§ WHAT YOU SHOULD DO: Repeat precisely, and only, the lines between the line containing "In the photograph above, where can the building roofline" and the end of the listing below, both ends included.

═════ ENTRIES SHOWN ═════

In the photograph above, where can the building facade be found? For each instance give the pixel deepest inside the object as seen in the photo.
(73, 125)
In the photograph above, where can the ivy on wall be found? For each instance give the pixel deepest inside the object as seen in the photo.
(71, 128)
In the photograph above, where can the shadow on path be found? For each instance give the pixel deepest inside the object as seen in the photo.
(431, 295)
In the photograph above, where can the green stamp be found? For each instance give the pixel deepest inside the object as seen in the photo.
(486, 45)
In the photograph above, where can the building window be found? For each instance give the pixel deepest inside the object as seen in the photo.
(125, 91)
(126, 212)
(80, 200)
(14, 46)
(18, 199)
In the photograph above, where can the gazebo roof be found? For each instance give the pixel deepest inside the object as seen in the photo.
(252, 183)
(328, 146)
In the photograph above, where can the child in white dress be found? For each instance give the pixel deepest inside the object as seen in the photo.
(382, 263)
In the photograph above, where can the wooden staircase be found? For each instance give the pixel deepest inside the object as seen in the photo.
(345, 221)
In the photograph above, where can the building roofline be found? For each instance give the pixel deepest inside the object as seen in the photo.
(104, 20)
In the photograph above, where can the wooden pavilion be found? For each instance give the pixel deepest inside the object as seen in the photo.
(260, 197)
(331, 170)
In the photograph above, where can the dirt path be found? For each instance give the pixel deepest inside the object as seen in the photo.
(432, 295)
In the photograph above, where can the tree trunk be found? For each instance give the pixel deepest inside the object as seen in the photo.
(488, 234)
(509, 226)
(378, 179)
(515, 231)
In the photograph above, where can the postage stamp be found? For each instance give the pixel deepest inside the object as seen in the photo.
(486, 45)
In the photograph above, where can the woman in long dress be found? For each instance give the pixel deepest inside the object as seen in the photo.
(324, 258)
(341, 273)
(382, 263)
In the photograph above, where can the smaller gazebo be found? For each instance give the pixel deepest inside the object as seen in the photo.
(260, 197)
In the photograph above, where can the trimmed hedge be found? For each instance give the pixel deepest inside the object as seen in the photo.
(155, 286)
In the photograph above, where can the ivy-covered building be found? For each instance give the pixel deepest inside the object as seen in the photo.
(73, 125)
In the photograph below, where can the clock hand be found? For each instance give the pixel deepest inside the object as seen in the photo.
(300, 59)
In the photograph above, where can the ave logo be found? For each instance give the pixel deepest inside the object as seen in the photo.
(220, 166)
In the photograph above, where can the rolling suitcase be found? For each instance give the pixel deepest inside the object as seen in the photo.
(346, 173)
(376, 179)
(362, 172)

═════

§ ANSWER BELOW:
In the photograph above, where can the building roofline be found? For each instance give the pixel deepest inside the object as seen in the photo.
(104, 20)
In the photograph above, where can the wooden pavilion be found? For each instance give the pixel deepest inside the object as seen in the photo.
(260, 197)
(331, 170)
In the photograph above, where can the dirt path be found? For each instance give the pixel deepest inside the object as seen in the photo.
(432, 295)
In the photograph above, where can the tree trunk be found? For each instance give the pixel deepest inside the object as seen in the photo.
(488, 234)
(509, 226)
(378, 179)
(515, 231)
In the photograph above, where can the postage stamp be found? For each instance give the pixel deepest inside the object as seen in the photo.
(486, 45)
In the photograph above, where can the woman in long dress be found? For each instance give the pixel deepest inside the object as seen in the photo.
(324, 258)
(341, 273)
(382, 263)
In the photograph above, where can the smaller gazebo be found? For each instance give the pixel deepest inside the object as seen in the photo.
(260, 197)
In the photograph above, where can the trimmed hedge be found? For each instance give the pixel deepest inside the object as seen in the photo.
(155, 286)
In the photograph above, where can the ivy-covered building be found? For each instance give the pixel deepest inside the object as seen in the photo.
(73, 125)
In the photograph below, where can the clock hand be found? For each instance give the pixel deepest inside the object as seen in the photo.
(300, 59)
In the photograph above, where can the ave logo be found? For each instance give the pixel deepest inside the object as seen in the photo.
(220, 166)
In the photograph above, where can the rolling suitcase be found? For each instance give the pixel deepest inside the object as seen in the photo.
(346, 173)
(376, 179)
(362, 172)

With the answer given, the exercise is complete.